Österreich verliert Vertrauen in Gesundheitssystem
Besonders der Mangel an wichtigen Medikamenten bereitet vielen Menschen in Österreich große Angst.

Immer mehr Menschen in Österreich machen sich Sorgen um die medizinische Versorgung – allen voran um die Verfügbarkeit von Medikamenten. Zwei von drei Befragten befürchten, im Krankheitsfall nicht rechtzeitig an notwendige Arzneimittel zu kommen. Besonders betroffen sind ältere Menschen und chronisch Kranke, für die eine regelmäßige und verlässliche Medikamentenzufuhr essenziell ist. Laut dem aktuellen Austrian Health Report 2025 steht das Thema Medikamentenengpässe ganz oben auf der Liste jener Probleme, die den Menschen im Land am meisten unter den Nägeln brennen.
Lieferketten als Achillesferse
Ein wesentlicher Grund für die Engpässe liegt in der globalen Struktur der Medikamentenproduktion. Ein Großteil der Wirkstoffe wird in Asien hergestellt – vor allem in China und Indien. Europa ist in diesem Bereich stark abhängig. Kommt es in den Herkunftsländern zu Produktionsausfällen oder Exportbeschränkungen, ist die Versorgung in Österreich rasch gefährdet. Die Pandemie, geopolitische Spannungen und steigende Produktionskosten haben diese Anfälligkeit zuletzt deutlich gemacht.
Vorratsregelungen als Gegenmaßnahme
Die Politik hat mittlerweile reagiert. Eine neue Verordnung verpflichtet Pharmaunternehmen dazu, bestimmte wichtige Medikamente für mehrere Monate auf Lager zu halten. Rund 700 Präparate gelten als versorgungsrelevant und müssen künftig bevorratet werden. Zusätzlich wurden zentrale Wirkstofflager eingerichtet und Gelder bereitgestellt, um kurzfristige Ausfälle besser abzufangen.
Vertrauen schwindet, Erwartungen sinken
Trotz dieser Maßnahmen verliert die Bevölkerung zunehmend das Vertrauen in das Gesundheitssystem. Laut dem Austrian Health Report rechnet eine große Mehrheit der Befragten mit Einsparungen und Leistungskürzungen in den kommenden Jahren. 80% befürchten eine Zwei-Klassen-Medizin, bei der gute Versorgung immer stärker vom Einkommen abhängt. Besonders kritisch ist die Lage in ländlichen Regionen, wo es schon jetzt an Hausärzten und Fachärzten mangelt.
Rufe nach Reformen werden lauter
Die Ärztekammer und Patientenvertreter fordern umfassende Reformen. Neben Investitionen in Infrastruktur und Ausbildung brauche es vor allem bessere Rahmenbedingungen für das medizinische Personal. Der Personalmangel sei längst Realität – und er verschärfe die bestehenden Versorgungslücken zusätzlich. Ohne tiefgreifende Strukturänderungen sei eine nachhaltige Verbesserung kaum möglich.
Ein System am Scheideweg
Die Herausforderungen sind vielfältig: eine alternde Bevölkerung, steigende Kosten, globale Abhängigkeiten und ein wachsender Vertrauensverlust. Gleichzeitig gibt es Spielraum für Veränderung – durch gezielte Investitionen, regionale Versorgungskonzepte und eine stärkere Unabhängigkeit in der Medikamentenproduktion. Klar ist: Das österreichische Gesundheitssystem steht an einem Wendepunkt. Ob der richtige Kurs eingeschlagen wird, hängt davon ab, wie entschlossen Politik und Verantwortliche jetzt handeln.

• DEINE AUFGABE
Übernimm aus dem Artikel über das österreichische Gesundheitssystem wortgetreu alles von "Österreich verliert Vertrauen" bis hinunter zu "den Nägeln brennen.". Die folgenden Datensätze haben mit dem Artikel nichts zu tun.

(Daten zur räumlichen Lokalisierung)
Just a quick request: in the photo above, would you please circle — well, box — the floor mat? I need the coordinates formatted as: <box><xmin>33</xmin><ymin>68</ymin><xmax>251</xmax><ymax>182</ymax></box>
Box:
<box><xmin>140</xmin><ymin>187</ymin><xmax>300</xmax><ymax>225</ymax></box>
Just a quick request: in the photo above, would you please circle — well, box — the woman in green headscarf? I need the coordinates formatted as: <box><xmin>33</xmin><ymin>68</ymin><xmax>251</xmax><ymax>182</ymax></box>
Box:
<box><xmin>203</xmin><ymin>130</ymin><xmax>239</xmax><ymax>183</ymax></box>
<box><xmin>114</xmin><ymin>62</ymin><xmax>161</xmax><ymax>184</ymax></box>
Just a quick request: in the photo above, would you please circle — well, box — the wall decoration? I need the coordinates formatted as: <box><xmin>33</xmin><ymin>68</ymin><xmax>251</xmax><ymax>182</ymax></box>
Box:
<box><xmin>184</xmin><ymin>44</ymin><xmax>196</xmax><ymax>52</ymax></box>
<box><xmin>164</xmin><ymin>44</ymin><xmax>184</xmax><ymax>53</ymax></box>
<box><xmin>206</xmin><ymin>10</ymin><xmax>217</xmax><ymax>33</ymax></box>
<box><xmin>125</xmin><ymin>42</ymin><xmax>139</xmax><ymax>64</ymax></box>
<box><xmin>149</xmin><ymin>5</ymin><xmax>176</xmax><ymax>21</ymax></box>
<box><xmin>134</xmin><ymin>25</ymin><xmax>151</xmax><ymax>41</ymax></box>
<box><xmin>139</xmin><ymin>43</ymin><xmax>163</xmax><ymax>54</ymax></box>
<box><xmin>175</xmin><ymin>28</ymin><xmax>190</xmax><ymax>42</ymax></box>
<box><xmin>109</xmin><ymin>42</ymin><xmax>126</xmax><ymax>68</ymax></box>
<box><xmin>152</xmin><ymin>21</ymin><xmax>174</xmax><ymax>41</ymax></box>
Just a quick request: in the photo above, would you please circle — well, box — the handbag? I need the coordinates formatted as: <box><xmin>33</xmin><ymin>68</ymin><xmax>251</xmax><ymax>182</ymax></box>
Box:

• ERWARTETE ANTWORT
Österreich verliert Vertrauen in Gesundheitssystem
Besonders der Mangel an wichtigen Medikamenten bereitet vielen Menschen in Österreich große Angst.

Immer mehr Menschen in Österreich machen sich Sorgen um die medizinische Versorgung – allen voran um die Verfügbarkeit von Medikamenten. Zwei von drei Befragten befürchten, im Krankheitsfall nicht rechtzeitig an notwendige Arzneimittel zu kommen. Besonders betroffen sind ältere Menschen und chronisch Kranke, für die eine regelmäßige und verlässliche Medikamentenzufuhr essenziell ist. Laut dem aktuellen Austrian Health Report 2025 steht das Thema Medikamentenengpässe ganz oben auf der Liste jener Probleme, die den Menschen im Land am meisten unter den Nägeln brennen.